Pour approfondir et mieux discerner notre capacité à améliorer la pertinence et la fiabilité de nos intuitions il nous faut prendre en compte les processus cérébraux en inter action systémique qui font émerger nos intuitions fulgurantes ou itératives :
- Les processus attentionnels qui nous permettent de réagir à des signaux faibles de manière non consciente
- Les processus de maturation des représentations mentales ou cartes du monde élaborées de manière consciente, itératives et asynchrone, de façon arbitraire et ou rigoureuse
- Les processus de créativités intégratives et dérivatives qui procèdent par analogies, métaphores et démarches plus rationnelles (ex logiques héréditaires et contextuelles de l’émergence des brevets)
- Les processus d’apprentissages et de conditionnements liés aux spécificités cérébrales biologiques
Chacun de ces processus est un agent qui peut s’éduquer, se développer et s’adapter. En particulier la pratique systématique de l’analyse de pratique, des retours d’expériences, de la mémorisation de représentations mentales complexes et synthétiques, de prises de notes, de leurs formalisations et de leurs partages dans des temps courts sont des grand vecteur d’améliorations de la faculté de produire des intuitions fiables et pertinentes.
Si les techniques d’apprentissages et de conditionnements sont très efficaces, elles demandent de l’énergie et du temps. Pour intégrer de manière systématique tout apport extérieur dans des représentations multipolaires et plus précisément quadripolaires, il m’a fallut environ 4 années de pratique intensive. Mes capacités de maîtrise des risques en montagne ou d’orientation en montagne m’ont demandé aussi plusieurs années.

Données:
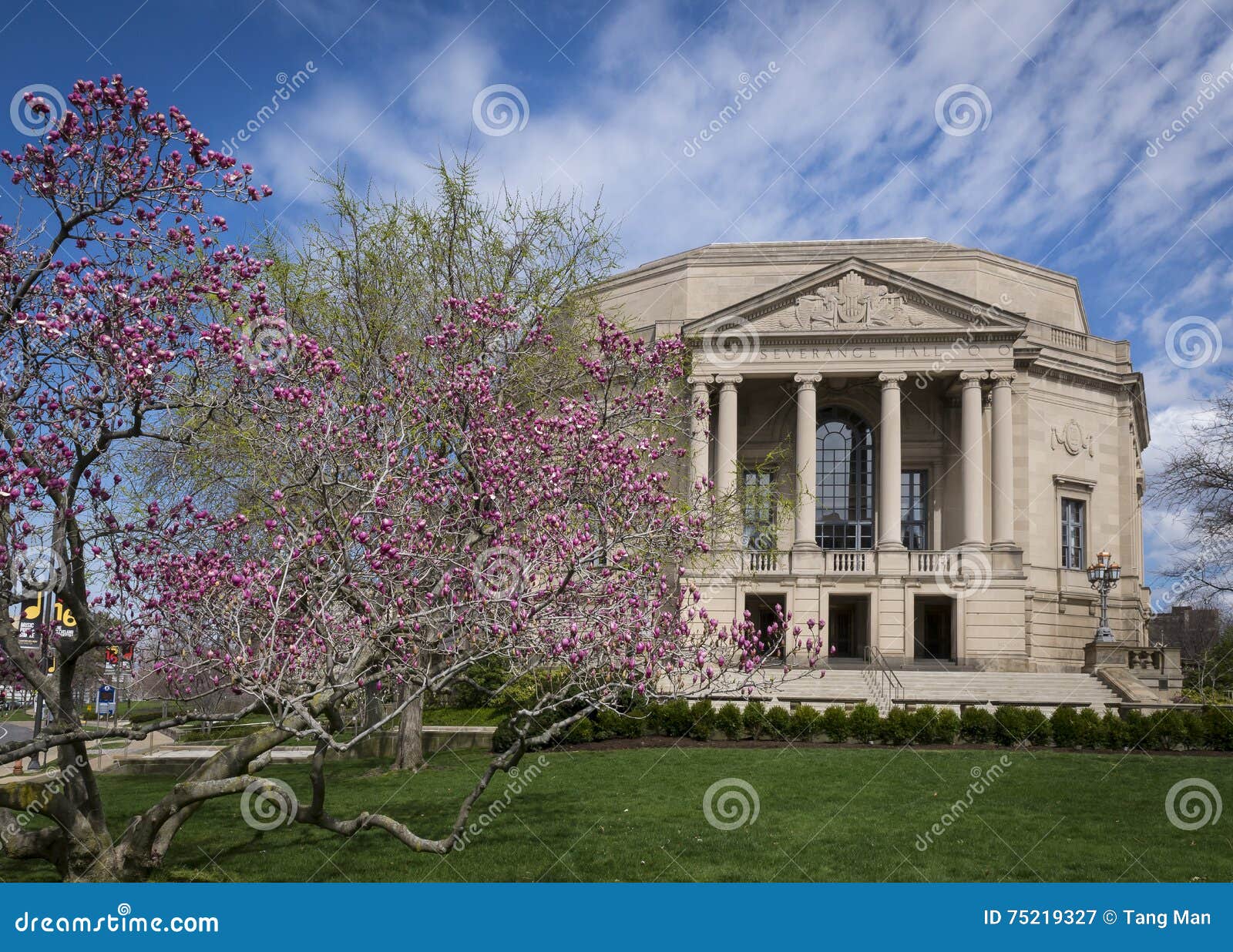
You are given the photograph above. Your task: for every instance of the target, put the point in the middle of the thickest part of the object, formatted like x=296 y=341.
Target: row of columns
x=889 y=453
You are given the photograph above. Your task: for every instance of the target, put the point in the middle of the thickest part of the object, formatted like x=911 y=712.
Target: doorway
x=848 y=625
x=768 y=622
x=934 y=625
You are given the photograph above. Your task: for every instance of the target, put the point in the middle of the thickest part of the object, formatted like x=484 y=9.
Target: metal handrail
x=879 y=666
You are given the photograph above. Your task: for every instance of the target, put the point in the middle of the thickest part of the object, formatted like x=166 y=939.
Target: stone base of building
x=968 y=609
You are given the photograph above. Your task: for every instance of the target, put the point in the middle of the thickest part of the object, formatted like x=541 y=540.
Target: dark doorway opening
x=934 y=625
x=848 y=625
x=768 y=622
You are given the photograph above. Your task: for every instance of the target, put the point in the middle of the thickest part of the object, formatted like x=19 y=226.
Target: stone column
x=891 y=531
x=700 y=428
x=1003 y=463
x=972 y=448
x=807 y=460
x=725 y=438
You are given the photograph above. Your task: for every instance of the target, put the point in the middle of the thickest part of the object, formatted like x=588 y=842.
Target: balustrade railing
x=768 y=560
x=848 y=561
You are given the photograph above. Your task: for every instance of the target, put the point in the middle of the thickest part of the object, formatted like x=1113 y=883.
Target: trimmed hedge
x=1009 y=726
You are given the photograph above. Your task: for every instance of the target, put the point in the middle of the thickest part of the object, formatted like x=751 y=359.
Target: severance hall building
x=925 y=447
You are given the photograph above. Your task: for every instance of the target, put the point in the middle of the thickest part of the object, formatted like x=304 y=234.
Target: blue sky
x=1063 y=163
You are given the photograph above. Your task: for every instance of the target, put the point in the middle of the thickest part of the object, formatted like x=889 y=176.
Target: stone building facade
x=922 y=444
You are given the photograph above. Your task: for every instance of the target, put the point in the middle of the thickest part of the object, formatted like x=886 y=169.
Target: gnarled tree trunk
x=410 y=755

**À FAIRE:**
**A)** Répondez à ces questions sur le texte sur l'intuition :
(i) Par quoi procèdent les processus de créativités intégratives et dérivatives ?
(ii) Que demandent les techniques d'apprentissages et de conditionnements, même si elles sont très efficaces ?
(iii) Combien de temps de pratique intensive a-t-il fallu pour intégrer tout apport extérieur dans des représentations quadripolaires ?
**B)** Dans le texte sur l'intuition, remplacez « agent » par « acteur » et recopiez le passage qui va de « - Les processus d’apprentissages » jusqu'à « fiables et pertinentes. » inclus.
**C)** Écrivez la suite du texte sur l'intuition, en partant de sa dernière phrase.
Les enregistrements n'ont aucun lien avec le texte sur l'intuition.

**CORRIGÉ:**
**A)**
(i) Par analogies, métaphores et démarches plus rationnelles.
(ii) De l'énergie et du temps.
(iii) Environ 4 années.

**B)**
- Les processus d’apprentissages et de conditionnements liés aux spécificités cérébrales biologiques
Chacun de ces processus est un acteur qui peut s’éduquer, se développer et s’adapter. En particulier la pratique systématique de l’analyse de pratique, des retours d’expériences, de la mémorisation de représentations mentales complexes et synthétiques, de prises de notes, de leurs formalisations et de leurs partages dans des temps courts sont des grand vecteur d’améliorations de la faculté de produire des intuitions fiables et pertinentes.

**C)**
Ces techniques d’apprentissages et de conditionnements possèdent aussi des limites, celles liées à l’aventure de l’espèce humaine. Notre cerveau n’est pas capable de percevoir les ultra son ou certaines couleurs. Notre cerveau occidental est conditionné par les apprentissages scolaires, la démarche cartésienne comme par le système de comptage décimal. Une autre limite est l’âge cognitif de nos cerveaux singuliers. Deux individus de même âge peuvent vivre avec des cerveaux d’âges cognitifs différents. Le cerveau « numérisé » d’une personne peut fonctionner de manière très différente d’une personne non numérisée. C’est équivalent à la différence d’une personne qui pratique une langue dans toutes ses dimensions lecture écriture et verbalisation avec une personne illettré. Je reviendrais sur ce point dans un autre article.
L’intuition est une faculté cérébrale qui se développe et se fiabilise dans la limite des langages et des cultures qui la nourrissent. L’un des facteurs principaux de sa fiabilisation est la pratique d’introspection cognitive, posture méta qui vise à détecter et à mettre en doute ou en question le comment je pense ce que je pense. Cette posture méta résulte elle même de l’apprentissage et du développement de processus cérébraux générant des intuitions d’un autre ordre. Elle est la clé de développement du libre arbitre et s’inscrit dans une temporalité longue, sur plusieurs années.